# Activity list:
1. List every guest the article on the ABC's 2014 television launch names as attending the launch party.
2. According to the article on the ABC's 2014 television launch, where was the launch event held?
3. Write the next part of the article on the ABC's 2014 television launch, picking up after its final sentence.

# Excerpt to read:
* * * * * * * * *

Recent rumours of the return to TV screens of infamous Tongan schoolboy Jonah Takalua were proved well-founded when the ABC announced Chris Lilley would resurrect the popular Summer Heights High character next year.

Lilley will star in a new series that sees Jonah in the midst of island life but still experiencing the familiar frustrations of a bored teenage delinquent.

Having dispensed with a national program launch for its 2013 slate, the ABC went all out with a star-studded 2014 launch bash at Simmer on the Bay on the water at Dawes Point.

Guests included William McInnes, Stephen Curry and Shane Jacobson, who return in a new season of the adult relationship drama The Time of Our Lives, Josh Thomas who has a second season of Please Like Me and Peter Helliar who has a second season of It’s a Date. He joked to AAA he would love his pal Rove McManus to star in an episode.

The resurrection of hit Wednesday night music quiz Spicks and Specks, announced last year, was confirmed with the new line-up of Josh Earl as host and singer-songwriter Ella Hooper and comedian Adam Richard as team captains.

Hooper admitted it was a big task to fill the shoes of Adam Hills, Myf Warhurst and Alan Brough as the trio introduced the crowd to some fun and games.

Hills appears to have no local shows on the ABC but it will air continue to air his UK show The Last Leg. His off-sider on Adam Hills Tonight, Hannah Gadsby, gets her own show debunking the myths of Australian identity as defined by our art.

The Working Dog team returns to ABC TV with Utopia, a satirical comedy about the absurdity of government-sponsored schemes while The Chaser team will present We’ll Have to Leave it There.

Judith Lucy and Lawrence Leung have new shows, Shaun Micallef’s Mad as Hell was renewed, Adam Zwar and team examine The Agony of Modern Manners while returning comedies include Upper Middle Bogan and The Moodys.

ABC director of television Richard Finlayson said 2013 had been another great year for ABC TV with the greatest increase in share across all networks, with growth in all five city markets.

“ABC TV continues to be highly valued and trusted by the Australian public,” he said.

“We tell stories other broadcasters can’t; we innovate, take risks and nurture new talent. We serve broad and niche audiences by providing high quality content across a range of genres.”

* * * * * * * * *

# Excerpted records:
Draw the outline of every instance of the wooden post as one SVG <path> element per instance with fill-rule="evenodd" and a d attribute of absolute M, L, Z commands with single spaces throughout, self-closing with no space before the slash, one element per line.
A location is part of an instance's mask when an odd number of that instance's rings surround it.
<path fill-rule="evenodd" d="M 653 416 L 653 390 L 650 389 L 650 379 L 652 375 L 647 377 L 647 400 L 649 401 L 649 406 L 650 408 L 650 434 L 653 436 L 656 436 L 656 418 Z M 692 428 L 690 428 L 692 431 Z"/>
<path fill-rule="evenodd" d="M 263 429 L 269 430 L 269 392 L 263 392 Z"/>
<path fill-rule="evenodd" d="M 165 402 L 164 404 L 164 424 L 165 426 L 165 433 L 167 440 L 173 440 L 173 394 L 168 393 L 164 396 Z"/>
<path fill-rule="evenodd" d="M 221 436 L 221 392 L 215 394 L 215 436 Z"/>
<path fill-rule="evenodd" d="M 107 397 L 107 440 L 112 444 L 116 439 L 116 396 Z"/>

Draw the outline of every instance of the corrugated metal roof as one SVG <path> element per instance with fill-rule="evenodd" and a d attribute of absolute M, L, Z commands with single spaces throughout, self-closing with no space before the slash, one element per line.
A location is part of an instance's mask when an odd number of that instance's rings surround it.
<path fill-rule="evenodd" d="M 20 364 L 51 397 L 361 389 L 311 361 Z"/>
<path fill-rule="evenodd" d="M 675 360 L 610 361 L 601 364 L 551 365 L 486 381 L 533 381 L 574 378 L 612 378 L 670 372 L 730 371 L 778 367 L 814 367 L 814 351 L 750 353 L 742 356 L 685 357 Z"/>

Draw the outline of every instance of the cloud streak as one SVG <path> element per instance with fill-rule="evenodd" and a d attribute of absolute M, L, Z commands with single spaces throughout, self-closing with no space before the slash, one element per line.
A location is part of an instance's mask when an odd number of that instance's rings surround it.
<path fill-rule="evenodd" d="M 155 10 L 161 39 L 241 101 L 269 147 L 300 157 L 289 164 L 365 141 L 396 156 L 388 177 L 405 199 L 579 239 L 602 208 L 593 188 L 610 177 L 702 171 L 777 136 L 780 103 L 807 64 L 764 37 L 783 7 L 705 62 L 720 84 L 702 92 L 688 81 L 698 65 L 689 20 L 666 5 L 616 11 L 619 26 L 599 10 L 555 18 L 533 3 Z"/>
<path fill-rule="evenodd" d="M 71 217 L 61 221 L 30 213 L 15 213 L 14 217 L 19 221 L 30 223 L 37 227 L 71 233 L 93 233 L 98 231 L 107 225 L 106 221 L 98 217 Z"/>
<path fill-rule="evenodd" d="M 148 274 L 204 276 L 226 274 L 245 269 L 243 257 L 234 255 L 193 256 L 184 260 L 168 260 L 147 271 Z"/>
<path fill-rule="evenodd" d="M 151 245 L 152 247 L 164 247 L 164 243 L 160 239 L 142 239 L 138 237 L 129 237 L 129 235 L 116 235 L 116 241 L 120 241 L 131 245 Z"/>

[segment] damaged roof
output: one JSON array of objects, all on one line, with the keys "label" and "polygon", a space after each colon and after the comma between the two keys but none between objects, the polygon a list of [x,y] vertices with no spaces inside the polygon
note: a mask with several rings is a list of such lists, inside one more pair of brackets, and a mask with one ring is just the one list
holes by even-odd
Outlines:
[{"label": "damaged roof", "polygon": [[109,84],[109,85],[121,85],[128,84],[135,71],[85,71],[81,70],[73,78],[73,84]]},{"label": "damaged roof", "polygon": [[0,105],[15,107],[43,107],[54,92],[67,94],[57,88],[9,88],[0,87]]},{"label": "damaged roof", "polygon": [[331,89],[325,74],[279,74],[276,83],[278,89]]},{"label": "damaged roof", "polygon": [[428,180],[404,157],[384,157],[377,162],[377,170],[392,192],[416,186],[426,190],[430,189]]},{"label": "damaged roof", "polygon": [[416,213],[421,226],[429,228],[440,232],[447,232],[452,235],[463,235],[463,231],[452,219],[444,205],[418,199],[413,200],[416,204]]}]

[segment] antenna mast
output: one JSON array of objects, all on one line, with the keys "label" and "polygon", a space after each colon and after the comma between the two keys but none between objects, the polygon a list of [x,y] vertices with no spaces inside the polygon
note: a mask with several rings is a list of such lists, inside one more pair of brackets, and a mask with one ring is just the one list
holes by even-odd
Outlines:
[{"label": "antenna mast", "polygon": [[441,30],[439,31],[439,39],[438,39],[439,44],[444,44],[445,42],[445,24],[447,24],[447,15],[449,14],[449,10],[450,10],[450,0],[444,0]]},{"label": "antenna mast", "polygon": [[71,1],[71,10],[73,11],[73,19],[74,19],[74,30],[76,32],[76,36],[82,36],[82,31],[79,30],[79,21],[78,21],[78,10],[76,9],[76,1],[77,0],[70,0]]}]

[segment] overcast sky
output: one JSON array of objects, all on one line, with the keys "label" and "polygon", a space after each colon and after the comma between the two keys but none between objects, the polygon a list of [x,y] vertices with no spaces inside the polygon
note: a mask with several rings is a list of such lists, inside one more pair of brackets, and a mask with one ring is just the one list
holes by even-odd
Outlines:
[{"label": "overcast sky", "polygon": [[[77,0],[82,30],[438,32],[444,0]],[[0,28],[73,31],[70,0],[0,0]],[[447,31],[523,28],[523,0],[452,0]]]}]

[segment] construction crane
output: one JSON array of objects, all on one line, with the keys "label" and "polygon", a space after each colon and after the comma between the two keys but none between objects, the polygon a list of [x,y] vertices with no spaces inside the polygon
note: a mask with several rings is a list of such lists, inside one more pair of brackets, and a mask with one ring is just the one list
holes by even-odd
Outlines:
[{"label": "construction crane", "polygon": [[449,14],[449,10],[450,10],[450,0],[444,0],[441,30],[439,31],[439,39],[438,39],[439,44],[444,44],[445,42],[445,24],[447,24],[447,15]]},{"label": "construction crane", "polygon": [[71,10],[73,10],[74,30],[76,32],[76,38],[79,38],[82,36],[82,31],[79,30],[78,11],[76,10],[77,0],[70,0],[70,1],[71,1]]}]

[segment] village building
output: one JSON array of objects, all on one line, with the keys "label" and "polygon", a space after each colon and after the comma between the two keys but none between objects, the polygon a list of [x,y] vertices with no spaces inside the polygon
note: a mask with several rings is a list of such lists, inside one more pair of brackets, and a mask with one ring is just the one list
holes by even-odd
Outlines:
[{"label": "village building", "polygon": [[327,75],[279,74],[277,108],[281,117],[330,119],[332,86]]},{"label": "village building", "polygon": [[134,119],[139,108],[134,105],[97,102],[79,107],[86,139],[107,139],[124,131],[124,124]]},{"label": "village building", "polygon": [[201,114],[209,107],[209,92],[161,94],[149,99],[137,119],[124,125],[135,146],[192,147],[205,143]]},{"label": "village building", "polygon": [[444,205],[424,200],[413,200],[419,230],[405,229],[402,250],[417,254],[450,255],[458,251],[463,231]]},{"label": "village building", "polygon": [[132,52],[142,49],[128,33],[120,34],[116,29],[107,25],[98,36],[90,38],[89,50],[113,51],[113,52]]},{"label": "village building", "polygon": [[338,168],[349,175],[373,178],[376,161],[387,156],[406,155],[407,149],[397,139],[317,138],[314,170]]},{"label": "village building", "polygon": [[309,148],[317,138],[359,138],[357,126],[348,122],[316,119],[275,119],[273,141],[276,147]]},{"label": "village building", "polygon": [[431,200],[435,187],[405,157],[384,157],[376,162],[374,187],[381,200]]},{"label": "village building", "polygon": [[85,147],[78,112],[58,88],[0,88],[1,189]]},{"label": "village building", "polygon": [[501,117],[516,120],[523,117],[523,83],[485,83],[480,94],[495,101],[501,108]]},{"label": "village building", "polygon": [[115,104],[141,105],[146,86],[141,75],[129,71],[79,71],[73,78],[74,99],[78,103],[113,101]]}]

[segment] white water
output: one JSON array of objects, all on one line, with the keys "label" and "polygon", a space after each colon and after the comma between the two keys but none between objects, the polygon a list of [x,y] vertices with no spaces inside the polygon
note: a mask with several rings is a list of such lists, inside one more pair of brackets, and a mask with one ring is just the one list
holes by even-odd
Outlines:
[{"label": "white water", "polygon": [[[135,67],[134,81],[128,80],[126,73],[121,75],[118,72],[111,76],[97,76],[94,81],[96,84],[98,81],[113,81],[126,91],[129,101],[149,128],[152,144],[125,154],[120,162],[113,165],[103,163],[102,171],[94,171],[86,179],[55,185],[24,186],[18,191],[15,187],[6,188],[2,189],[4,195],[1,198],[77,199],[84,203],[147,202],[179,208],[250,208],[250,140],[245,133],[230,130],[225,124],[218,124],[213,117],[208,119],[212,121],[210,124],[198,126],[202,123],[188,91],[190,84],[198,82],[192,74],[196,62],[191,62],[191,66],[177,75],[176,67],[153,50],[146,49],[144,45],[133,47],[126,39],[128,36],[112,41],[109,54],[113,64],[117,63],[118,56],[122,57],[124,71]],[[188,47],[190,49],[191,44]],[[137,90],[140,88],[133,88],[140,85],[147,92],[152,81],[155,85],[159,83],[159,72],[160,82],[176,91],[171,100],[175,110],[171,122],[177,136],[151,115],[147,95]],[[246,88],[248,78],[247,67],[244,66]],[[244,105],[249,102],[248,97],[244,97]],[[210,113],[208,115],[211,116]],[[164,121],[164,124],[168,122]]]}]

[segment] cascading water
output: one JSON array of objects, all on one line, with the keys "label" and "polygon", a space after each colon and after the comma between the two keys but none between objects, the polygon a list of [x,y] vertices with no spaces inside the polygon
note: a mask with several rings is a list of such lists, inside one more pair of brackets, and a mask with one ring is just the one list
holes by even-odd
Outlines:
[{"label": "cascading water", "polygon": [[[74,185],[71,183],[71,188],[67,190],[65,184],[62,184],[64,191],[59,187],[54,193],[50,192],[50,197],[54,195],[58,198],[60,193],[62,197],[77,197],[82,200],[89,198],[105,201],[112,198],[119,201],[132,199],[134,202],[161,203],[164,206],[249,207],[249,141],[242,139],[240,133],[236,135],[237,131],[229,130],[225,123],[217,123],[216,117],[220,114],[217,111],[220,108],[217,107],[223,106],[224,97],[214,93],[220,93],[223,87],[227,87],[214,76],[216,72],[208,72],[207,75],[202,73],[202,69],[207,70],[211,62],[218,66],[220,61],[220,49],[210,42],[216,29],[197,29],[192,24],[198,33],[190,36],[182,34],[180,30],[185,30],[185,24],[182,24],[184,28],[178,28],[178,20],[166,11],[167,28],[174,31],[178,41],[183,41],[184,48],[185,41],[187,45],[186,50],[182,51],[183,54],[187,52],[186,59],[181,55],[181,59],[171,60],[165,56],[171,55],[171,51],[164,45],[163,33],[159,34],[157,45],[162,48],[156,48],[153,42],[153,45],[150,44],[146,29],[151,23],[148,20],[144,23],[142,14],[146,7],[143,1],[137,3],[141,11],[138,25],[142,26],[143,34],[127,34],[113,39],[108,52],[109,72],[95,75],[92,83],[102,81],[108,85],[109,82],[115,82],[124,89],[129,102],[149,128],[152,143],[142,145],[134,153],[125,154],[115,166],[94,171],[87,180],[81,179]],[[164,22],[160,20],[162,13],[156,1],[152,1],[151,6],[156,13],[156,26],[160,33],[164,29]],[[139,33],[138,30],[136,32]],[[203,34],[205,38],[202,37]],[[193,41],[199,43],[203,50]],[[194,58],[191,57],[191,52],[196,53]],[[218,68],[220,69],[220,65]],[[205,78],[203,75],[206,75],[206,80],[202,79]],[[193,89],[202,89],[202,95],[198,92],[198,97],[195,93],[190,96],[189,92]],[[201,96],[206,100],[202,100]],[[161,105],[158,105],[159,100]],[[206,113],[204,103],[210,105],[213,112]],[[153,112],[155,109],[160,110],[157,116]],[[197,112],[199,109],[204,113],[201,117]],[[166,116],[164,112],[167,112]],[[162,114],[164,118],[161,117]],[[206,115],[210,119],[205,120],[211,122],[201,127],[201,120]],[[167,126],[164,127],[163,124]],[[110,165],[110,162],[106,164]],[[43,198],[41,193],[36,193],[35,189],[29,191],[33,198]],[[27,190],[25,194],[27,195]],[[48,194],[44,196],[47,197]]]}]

* * * * * * * * *

# Answers given:
1. William McInnes, Stephen Curry, Shane Jacobson, Josh Thomas, Peter Helliar

2. At Simmer on the Bay, on the water at Dawes Point.

3.
The ABC will literally start 2014 with a bang, broadcasting Sydney’s New Year’s Eve fireworks presented by Stephanie Brantz and Lawrence Mooney, and will feature much-loved ABC stars and characters including The Chaser, Shaun Micallef, Cleaver Greene (Richard Roxburgh), The Moodys and Doctor Blake (Craig McLachlan)

Drama highlights will include Marta Dusseldorp in Crownies spin-off Janet King, The Code, a tale stretching from Australia’s outback to the cool corridors of power in Canberra, indigenous family drama The Gods of Wheat Street and Old School, starring Bryan Brown and Sam Neill. There will be more Rake, Dr Blake and Guy Pearce returns as Jack Irish.

Flamboyant transgender pioneer Carlotta, who will be portrayed on screen next year in a telemovie about her life by Perth's Jessica Marais, made a surprise appearance on stage to sing The Lady Is a Tramp. She raised Marais as a "fantastic actress".

Online comedians Bondi Hipsters get their own show on ABC2 called Soul Mates and took to the stage to joke that having the likes of “young talent” such as Pearce, Brown and Neill on the ABC was the Australian version of The Expendables.

FIFO life in WA and Queensland will be under the spotlight in documentary series The Fling Miners while Save Your Life Tonight will feature patients having surgical and diagnostic procedures on stage in front of a studio audience.

The anniversary of World War I will be marked with programming including the six-part drama Anzac Girls and the four-part The War That Changed Us, currently being shot in WA by Electric Pictures.

iView, Australia’s most popular catch up TV service, had 154 million program views this year and will next year be available to Android users.

It will get a new look and more past series will be available within the app for a fee instead of users having to switch to ITunes. Finalyson said the aim was to eventually make all of the ABC archive available.

Two shows made specifically for iView, sketch show Fresh Blood and science fiction series Wastelander Panda, will debut on iView.